Start of DATA IN THIS EXERCISE

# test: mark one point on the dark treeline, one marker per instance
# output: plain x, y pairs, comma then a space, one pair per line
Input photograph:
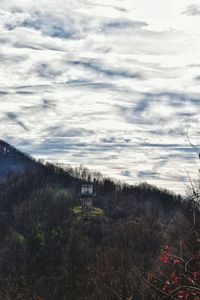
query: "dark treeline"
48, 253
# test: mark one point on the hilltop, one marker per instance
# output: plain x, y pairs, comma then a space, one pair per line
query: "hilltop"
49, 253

End of DATA IN THIS EXERCISE
Start of DATA IN THIS EXERCISE

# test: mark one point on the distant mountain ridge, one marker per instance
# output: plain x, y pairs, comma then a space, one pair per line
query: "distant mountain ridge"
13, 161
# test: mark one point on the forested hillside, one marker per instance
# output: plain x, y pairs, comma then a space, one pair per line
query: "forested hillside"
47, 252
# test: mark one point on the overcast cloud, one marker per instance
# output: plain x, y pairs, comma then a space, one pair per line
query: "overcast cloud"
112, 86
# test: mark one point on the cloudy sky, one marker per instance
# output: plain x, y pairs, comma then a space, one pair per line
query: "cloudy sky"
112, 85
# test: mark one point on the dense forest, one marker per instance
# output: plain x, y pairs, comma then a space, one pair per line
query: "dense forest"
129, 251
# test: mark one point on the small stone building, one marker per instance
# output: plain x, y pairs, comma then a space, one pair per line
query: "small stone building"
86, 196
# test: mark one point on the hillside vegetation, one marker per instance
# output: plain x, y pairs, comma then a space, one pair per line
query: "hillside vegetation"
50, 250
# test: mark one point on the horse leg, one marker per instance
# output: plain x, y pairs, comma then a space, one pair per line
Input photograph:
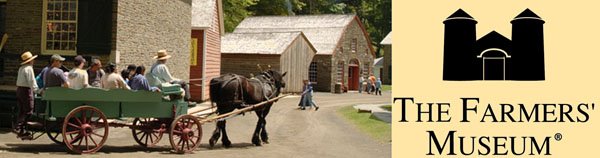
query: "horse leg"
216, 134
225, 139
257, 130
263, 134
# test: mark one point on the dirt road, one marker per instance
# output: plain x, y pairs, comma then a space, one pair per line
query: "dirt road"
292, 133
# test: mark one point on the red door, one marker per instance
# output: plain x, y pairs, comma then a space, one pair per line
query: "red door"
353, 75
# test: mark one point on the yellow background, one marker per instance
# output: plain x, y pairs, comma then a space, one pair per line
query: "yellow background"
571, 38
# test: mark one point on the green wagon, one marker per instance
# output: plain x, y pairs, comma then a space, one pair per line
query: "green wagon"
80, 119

End of DATA IN THIS EXERCISE

• [WHAT NEEDS TO BE DONE]
From the data above, output exactly the lines between the one containing "# test: mark one point on the dense" and the one containing "# test: mark one point on the hillside", counting both of them.

• [REPLY TO THE EXERCISE]
# test: mark one point on the dense forest, one marker per instance
# output: plain x, y pairs, comma then a space, one pair per line
query: "dense forest"
129, 251
# test: mark one point on the small stone building, one marker per instance
# output: plain x, y pairs, comma then a space, one pair per line
query: "small stone building"
86, 196
# test: mark one point on the hillside vegetation, one marker per instance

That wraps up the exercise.